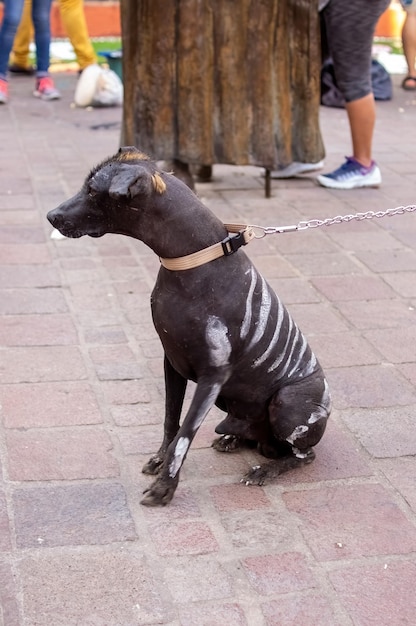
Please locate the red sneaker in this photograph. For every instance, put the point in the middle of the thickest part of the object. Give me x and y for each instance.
(4, 91)
(45, 89)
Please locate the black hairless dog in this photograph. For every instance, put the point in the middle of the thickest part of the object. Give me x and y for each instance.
(220, 323)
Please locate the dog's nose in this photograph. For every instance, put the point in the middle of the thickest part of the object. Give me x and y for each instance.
(54, 218)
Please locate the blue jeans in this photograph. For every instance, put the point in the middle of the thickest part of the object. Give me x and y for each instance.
(41, 20)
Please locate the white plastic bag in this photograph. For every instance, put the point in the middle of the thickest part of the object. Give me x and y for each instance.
(98, 87)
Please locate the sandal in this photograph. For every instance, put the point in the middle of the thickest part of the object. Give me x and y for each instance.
(409, 83)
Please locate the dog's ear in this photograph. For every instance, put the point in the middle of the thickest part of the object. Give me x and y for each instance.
(130, 181)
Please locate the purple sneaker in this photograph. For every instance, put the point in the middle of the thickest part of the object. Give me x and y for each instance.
(351, 175)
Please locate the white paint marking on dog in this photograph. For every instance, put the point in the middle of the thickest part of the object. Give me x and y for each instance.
(274, 339)
(206, 406)
(180, 451)
(298, 454)
(298, 432)
(245, 326)
(266, 303)
(216, 334)
(324, 406)
(298, 361)
(310, 366)
(280, 359)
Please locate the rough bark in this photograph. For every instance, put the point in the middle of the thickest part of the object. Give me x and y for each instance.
(222, 81)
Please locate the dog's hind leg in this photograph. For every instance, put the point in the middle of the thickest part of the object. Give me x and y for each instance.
(175, 386)
(162, 490)
(298, 416)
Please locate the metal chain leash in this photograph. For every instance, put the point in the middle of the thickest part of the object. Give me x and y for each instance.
(329, 221)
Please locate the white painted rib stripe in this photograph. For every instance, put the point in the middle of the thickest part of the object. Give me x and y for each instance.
(265, 306)
(282, 354)
(275, 337)
(300, 357)
(245, 326)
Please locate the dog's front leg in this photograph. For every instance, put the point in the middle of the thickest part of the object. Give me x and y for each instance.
(162, 490)
(175, 387)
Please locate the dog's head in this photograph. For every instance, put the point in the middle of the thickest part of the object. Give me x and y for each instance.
(115, 193)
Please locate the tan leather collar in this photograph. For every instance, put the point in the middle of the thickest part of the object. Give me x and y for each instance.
(227, 246)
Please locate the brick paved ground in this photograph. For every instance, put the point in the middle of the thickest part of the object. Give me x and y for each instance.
(81, 390)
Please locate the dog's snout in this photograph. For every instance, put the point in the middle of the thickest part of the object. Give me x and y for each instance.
(55, 218)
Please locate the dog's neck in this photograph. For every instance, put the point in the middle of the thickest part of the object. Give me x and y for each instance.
(179, 226)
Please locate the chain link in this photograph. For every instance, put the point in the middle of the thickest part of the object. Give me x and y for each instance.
(329, 221)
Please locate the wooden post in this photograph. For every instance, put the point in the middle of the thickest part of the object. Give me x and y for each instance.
(222, 82)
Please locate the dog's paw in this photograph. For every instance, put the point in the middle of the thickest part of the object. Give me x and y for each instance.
(256, 476)
(226, 443)
(153, 465)
(158, 494)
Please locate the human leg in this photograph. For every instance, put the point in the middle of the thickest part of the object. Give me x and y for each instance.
(352, 64)
(41, 21)
(45, 88)
(409, 48)
(24, 35)
(73, 17)
(11, 18)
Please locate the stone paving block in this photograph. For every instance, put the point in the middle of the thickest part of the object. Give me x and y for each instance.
(281, 573)
(145, 440)
(398, 345)
(105, 335)
(403, 283)
(205, 614)
(294, 290)
(9, 612)
(26, 301)
(273, 266)
(49, 404)
(38, 330)
(11, 254)
(72, 515)
(126, 392)
(359, 238)
(327, 264)
(234, 497)
(317, 319)
(375, 314)
(5, 540)
(384, 432)
(402, 475)
(369, 386)
(18, 203)
(183, 537)
(64, 454)
(14, 276)
(343, 350)
(42, 364)
(409, 371)
(21, 234)
(138, 414)
(344, 522)
(247, 536)
(389, 260)
(197, 579)
(378, 593)
(112, 587)
(352, 288)
(294, 609)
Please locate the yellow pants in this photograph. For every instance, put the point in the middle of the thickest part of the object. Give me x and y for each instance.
(73, 18)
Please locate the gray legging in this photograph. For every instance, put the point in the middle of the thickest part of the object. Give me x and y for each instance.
(350, 28)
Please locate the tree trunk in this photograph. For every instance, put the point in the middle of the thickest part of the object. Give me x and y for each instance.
(222, 81)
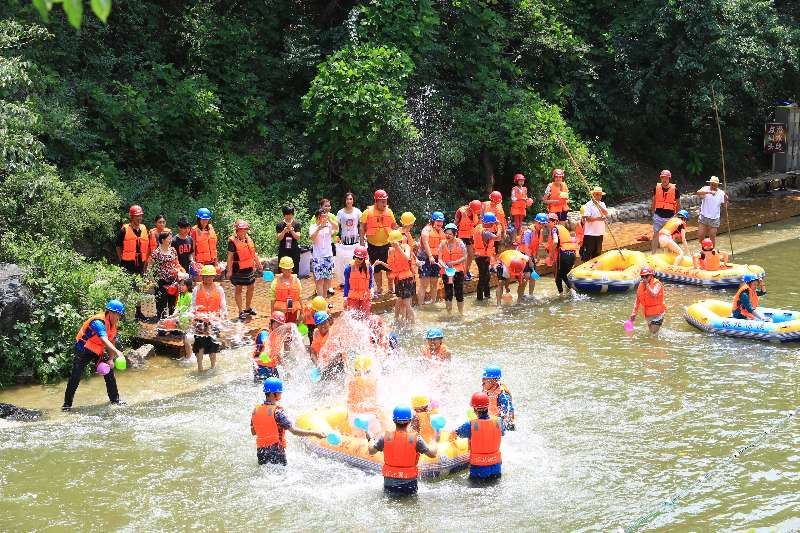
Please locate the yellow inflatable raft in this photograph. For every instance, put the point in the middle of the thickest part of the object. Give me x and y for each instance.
(714, 316)
(686, 273)
(612, 271)
(451, 456)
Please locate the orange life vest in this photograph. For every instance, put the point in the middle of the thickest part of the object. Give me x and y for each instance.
(484, 441)
(481, 249)
(555, 194)
(285, 289)
(91, 341)
(245, 252)
(398, 264)
(266, 427)
(358, 282)
(665, 199)
(454, 254)
(653, 303)
(205, 244)
(400, 456)
(131, 241)
(753, 301)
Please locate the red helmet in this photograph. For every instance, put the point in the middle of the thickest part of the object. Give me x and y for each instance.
(479, 400)
(278, 316)
(360, 252)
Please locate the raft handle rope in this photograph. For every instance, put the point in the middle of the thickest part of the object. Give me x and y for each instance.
(672, 502)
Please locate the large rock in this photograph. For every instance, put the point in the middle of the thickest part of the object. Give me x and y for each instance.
(15, 298)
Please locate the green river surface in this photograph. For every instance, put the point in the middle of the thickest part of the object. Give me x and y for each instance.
(609, 426)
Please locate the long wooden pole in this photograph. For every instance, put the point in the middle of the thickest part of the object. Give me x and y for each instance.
(722, 156)
(588, 188)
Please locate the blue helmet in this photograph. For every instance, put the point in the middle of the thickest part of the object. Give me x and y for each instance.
(115, 306)
(273, 385)
(320, 317)
(492, 372)
(402, 414)
(434, 333)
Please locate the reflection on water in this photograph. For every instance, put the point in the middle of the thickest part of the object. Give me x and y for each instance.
(609, 426)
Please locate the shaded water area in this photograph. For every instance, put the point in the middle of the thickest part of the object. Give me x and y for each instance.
(609, 425)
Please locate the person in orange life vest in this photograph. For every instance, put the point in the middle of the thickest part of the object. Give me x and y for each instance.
(484, 237)
(666, 202)
(401, 450)
(466, 218)
(269, 424)
(376, 222)
(708, 258)
(133, 243)
(453, 254)
(484, 434)
(205, 238)
(284, 291)
(358, 283)
(243, 265)
(500, 403)
(95, 337)
(519, 202)
(434, 348)
(208, 306)
(745, 301)
(666, 236)
(430, 239)
(563, 250)
(650, 297)
(556, 195)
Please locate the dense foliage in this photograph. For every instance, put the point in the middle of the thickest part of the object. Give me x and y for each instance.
(243, 106)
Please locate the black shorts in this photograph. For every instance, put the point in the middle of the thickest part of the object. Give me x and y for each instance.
(244, 277)
(405, 288)
(207, 344)
(381, 253)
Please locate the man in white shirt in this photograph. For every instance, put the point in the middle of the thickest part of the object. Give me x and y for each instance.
(713, 198)
(594, 220)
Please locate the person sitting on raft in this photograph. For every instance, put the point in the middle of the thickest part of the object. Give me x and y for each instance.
(666, 235)
(745, 302)
(484, 433)
(401, 449)
(650, 296)
(500, 403)
(435, 348)
(708, 258)
(269, 424)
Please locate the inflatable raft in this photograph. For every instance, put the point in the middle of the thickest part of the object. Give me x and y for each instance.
(609, 272)
(451, 456)
(686, 273)
(714, 316)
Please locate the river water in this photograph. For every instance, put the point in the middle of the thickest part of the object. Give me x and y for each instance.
(609, 425)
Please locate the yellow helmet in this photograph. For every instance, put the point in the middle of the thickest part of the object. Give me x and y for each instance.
(362, 363)
(318, 303)
(419, 400)
(395, 236)
(407, 218)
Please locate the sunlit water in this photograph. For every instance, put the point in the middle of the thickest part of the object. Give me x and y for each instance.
(609, 426)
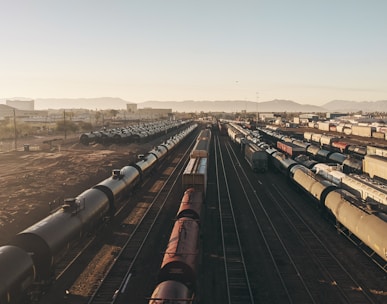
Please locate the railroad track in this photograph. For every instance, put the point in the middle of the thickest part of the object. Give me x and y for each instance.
(112, 286)
(237, 280)
(307, 270)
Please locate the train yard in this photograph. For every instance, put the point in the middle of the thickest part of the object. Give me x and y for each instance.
(261, 239)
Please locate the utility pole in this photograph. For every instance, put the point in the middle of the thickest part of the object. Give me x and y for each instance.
(14, 128)
(257, 95)
(64, 123)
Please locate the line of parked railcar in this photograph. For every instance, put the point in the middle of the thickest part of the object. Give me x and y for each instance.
(294, 147)
(178, 272)
(252, 149)
(28, 263)
(367, 189)
(371, 160)
(135, 133)
(353, 216)
(195, 173)
(336, 143)
(361, 129)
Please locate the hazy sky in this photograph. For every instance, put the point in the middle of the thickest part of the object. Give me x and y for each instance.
(308, 51)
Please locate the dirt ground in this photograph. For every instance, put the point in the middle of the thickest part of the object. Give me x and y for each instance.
(31, 181)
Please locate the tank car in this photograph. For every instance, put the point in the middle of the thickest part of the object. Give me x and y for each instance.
(282, 163)
(314, 186)
(375, 165)
(171, 292)
(50, 239)
(17, 273)
(256, 157)
(191, 204)
(120, 183)
(180, 258)
(306, 161)
(195, 174)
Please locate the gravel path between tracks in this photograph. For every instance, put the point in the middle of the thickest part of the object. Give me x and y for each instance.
(31, 180)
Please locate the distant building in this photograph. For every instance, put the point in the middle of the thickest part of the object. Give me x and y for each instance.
(24, 115)
(309, 117)
(5, 111)
(150, 113)
(266, 116)
(335, 115)
(27, 105)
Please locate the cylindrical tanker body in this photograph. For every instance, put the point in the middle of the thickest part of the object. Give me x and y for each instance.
(17, 273)
(94, 207)
(50, 239)
(256, 157)
(337, 157)
(171, 292)
(180, 258)
(306, 161)
(369, 227)
(159, 151)
(316, 187)
(191, 204)
(147, 163)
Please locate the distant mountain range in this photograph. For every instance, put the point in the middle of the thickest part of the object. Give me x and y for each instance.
(276, 105)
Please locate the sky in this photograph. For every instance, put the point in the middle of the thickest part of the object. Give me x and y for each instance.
(307, 51)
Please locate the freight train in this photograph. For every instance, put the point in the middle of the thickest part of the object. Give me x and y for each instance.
(320, 147)
(135, 133)
(195, 173)
(354, 217)
(28, 263)
(178, 272)
(252, 149)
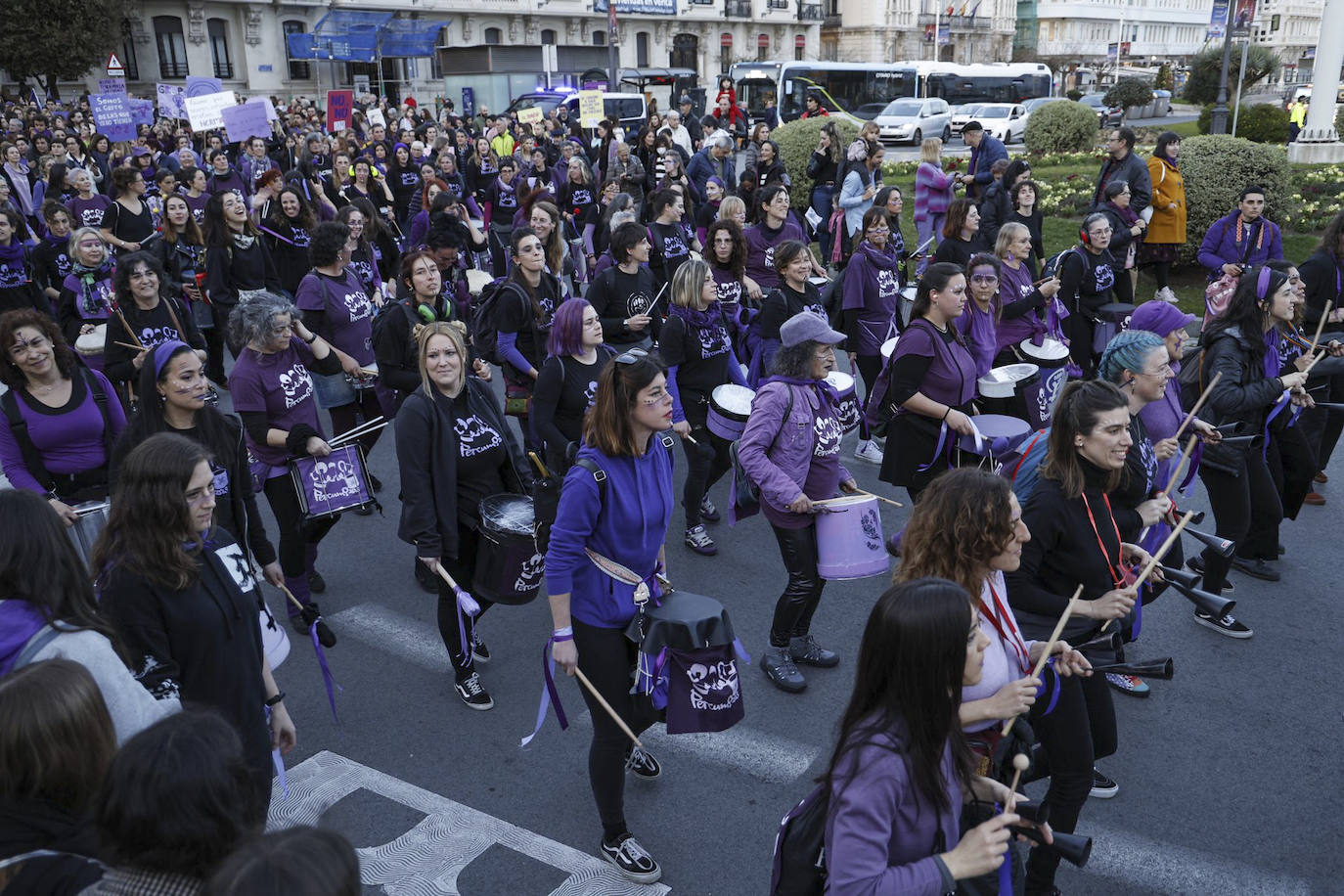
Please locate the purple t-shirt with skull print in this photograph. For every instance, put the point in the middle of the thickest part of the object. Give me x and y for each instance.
(280, 387)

Work to do: Drop the pictures, then reproduce exactly the lines from the one with "Please locate the cylindrical" through the final line of the listing.

Answer for this exercise:
Please locate the cylindrical tanker body in this photograph. For every instance, put the point in the middle of the thickest part of the object. Give me x and y for each instance.
(17, 273)
(94, 207)
(50, 239)
(256, 157)
(337, 157)
(171, 292)
(180, 258)
(306, 161)
(369, 227)
(159, 151)
(316, 187)
(191, 204)
(147, 163)
Please locate the distant mountain range in this photograph. For every instance, put the point in the middle of the thickest part of the object. Give me x and y for each instance.
(276, 105)
Please locate the sky in this photograph. For every instance, put the point in the middle of the thickest part of the object. Give me x and y for each instance.
(307, 51)
Please locate the freight train in this photograph. For every instance, put the point in the middle of the thickest part of the object. Give me x and y for each instance.
(320, 147)
(135, 133)
(195, 173)
(354, 217)
(28, 263)
(178, 272)
(252, 149)
Please locate the purple t-shirt with skull print in this photograph. For every instance, put the point in the middle of the thickest part of the object. Give me x and y for each instance.
(280, 387)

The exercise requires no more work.